BEGIN Material supplied

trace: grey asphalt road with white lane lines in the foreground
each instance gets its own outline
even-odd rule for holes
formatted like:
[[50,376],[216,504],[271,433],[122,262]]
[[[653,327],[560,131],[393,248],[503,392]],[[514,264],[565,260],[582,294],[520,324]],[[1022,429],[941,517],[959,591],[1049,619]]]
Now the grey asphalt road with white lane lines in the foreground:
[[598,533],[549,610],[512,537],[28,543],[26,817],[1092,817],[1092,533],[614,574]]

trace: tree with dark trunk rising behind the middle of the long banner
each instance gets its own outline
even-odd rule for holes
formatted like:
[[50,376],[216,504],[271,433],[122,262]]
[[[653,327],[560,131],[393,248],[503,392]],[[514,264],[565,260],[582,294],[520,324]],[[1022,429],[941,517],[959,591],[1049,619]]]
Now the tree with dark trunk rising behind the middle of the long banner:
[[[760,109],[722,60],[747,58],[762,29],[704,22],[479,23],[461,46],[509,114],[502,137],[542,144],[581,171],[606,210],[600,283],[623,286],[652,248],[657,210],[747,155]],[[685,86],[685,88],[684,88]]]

END Material supplied

**Action item**
Output all of the data again, exactly.

**Reply**
trace: grey asphalt road with white lane lines in the foreground
each instance gets its own outline
even-odd rule for holes
formatted like:
[[50,376],[216,504],[271,433],[122,262]]
[[[653,327],[560,131],[393,248],[503,392]],[[514,264],[565,260],[582,294],[520,324]],[[1022,429],[941,517],[959,591],[1049,619]]]
Now the grey asphalt road with white lane lines in the foreground:
[[598,533],[549,610],[512,537],[28,543],[26,817],[1092,817],[1092,533],[614,574]]

trace: tree with dark trunk rising behind the middle of the long banner
each instance gets its own outline
even-odd rule for holes
formatted like:
[[50,376],[216,504],[271,433],[122,262]]
[[[653,327],[560,131],[393,248],[503,392]],[[514,264],[565,260],[582,294],[520,324]],[[1022,429],[941,517],[959,591],[1049,619]]]
Now the tree with dark trunk rising behind the middle of the long banner:
[[[760,109],[722,60],[747,58],[762,29],[704,22],[479,23],[461,46],[509,114],[502,137],[542,144],[581,171],[606,210],[600,283],[623,286],[652,248],[657,210],[747,155]],[[685,86],[685,88],[684,88]]]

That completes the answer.